Named object pointing entries:
________________________
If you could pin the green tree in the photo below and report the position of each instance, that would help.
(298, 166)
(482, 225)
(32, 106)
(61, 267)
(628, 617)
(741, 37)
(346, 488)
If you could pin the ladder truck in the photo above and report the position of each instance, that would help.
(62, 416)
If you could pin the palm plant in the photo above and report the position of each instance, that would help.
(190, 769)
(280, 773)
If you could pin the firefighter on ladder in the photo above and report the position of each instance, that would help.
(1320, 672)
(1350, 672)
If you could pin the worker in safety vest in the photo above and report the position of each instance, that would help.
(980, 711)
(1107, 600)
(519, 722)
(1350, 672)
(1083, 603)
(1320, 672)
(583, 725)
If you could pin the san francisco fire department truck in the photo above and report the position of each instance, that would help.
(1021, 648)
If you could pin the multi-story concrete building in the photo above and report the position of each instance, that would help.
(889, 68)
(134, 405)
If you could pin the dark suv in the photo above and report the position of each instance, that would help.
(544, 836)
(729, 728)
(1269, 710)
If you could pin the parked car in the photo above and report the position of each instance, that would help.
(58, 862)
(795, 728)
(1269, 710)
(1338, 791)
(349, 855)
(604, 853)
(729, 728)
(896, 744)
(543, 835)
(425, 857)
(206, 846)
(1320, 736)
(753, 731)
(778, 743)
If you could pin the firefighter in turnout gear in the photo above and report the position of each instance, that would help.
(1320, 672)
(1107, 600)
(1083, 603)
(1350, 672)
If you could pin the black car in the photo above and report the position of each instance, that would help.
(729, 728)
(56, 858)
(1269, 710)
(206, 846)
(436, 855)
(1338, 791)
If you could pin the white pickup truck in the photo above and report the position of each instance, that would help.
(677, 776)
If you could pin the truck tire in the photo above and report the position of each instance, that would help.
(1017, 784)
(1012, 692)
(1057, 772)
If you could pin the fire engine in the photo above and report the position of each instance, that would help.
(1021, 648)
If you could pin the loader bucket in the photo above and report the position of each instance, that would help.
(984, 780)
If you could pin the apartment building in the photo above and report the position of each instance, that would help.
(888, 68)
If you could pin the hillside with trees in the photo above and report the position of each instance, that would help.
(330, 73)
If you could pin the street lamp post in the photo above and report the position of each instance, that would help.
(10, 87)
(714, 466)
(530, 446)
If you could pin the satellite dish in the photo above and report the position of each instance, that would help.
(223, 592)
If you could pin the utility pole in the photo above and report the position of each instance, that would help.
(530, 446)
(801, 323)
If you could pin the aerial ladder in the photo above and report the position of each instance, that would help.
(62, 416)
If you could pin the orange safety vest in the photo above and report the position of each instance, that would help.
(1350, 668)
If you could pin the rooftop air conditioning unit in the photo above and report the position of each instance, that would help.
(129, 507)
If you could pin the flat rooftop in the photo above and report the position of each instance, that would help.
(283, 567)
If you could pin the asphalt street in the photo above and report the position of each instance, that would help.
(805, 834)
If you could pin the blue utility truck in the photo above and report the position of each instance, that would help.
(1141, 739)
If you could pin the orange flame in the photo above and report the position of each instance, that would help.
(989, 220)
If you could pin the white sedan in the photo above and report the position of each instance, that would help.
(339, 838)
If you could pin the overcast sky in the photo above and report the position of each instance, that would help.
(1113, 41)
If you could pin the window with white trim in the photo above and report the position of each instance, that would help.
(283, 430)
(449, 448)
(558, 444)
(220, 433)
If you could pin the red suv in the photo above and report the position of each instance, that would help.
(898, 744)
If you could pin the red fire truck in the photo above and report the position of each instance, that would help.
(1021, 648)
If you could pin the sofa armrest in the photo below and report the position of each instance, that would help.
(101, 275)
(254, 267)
________________________
The problem: Copy the rows from the first line through the line containing "(1057, 772)", swapping "safety vest" for "reflective vest" and leaving everything else unchanged.

Written answer:
If you could pin the green tree in the photo below and report the position of each instance, that would help.
(298, 166)
(482, 225)
(32, 106)
(61, 267)
(628, 617)
(741, 37)
(346, 488)
If you could pin the ladder truck in the photo above and report the position of each instance, that would help.
(62, 416)
If you could pin the palm plant in the photo above and report the position of each instance, that would help.
(190, 769)
(280, 773)
If you could pin the firefighter on ladder in the photo above and report the position of each instance, that would help.
(1320, 672)
(1350, 672)
If you could pin the worker in reflective vest in the photo above and report the position of each instance, that would help.
(980, 711)
(1107, 600)
(519, 722)
(1350, 672)
(1083, 603)
(1320, 672)
(583, 725)
If you could pin the san francisco fire department truck in the photo above and report the position of each instance, that would help.
(1021, 648)
If you could pin the multi-story concrete building in the photo above and report the position of each instance, that would help.
(889, 68)
(134, 405)
If you could pin the dark suv in the photo above and report the position of each instance, that would help.
(544, 836)
(729, 728)
(1269, 710)
If you could pin the parked car in the photo above and report the position of each instance, that would help.
(58, 862)
(795, 728)
(1269, 710)
(1338, 791)
(349, 855)
(604, 853)
(729, 728)
(896, 744)
(543, 835)
(425, 857)
(206, 846)
(1320, 736)
(753, 731)
(778, 743)
If you could pin the firefighter in turnout gear in the photo above and report the position of each instance, that would help.
(1320, 672)
(1107, 600)
(1083, 603)
(1350, 672)
If you could pin the black car in the photo above and report the position of each instance, that would help.
(729, 728)
(56, 858)
(1269, 710)
(206, 846)
(436, 855)
(1338, 791)
If you could pin the white pickup truck in the photo above and report the position of each instance, that would help.
(677, 776)
If you could pin the truck tire in the photo above and report the position of each instance, that would help.
(1017, 784)
(1012, 692)
(1057, 772)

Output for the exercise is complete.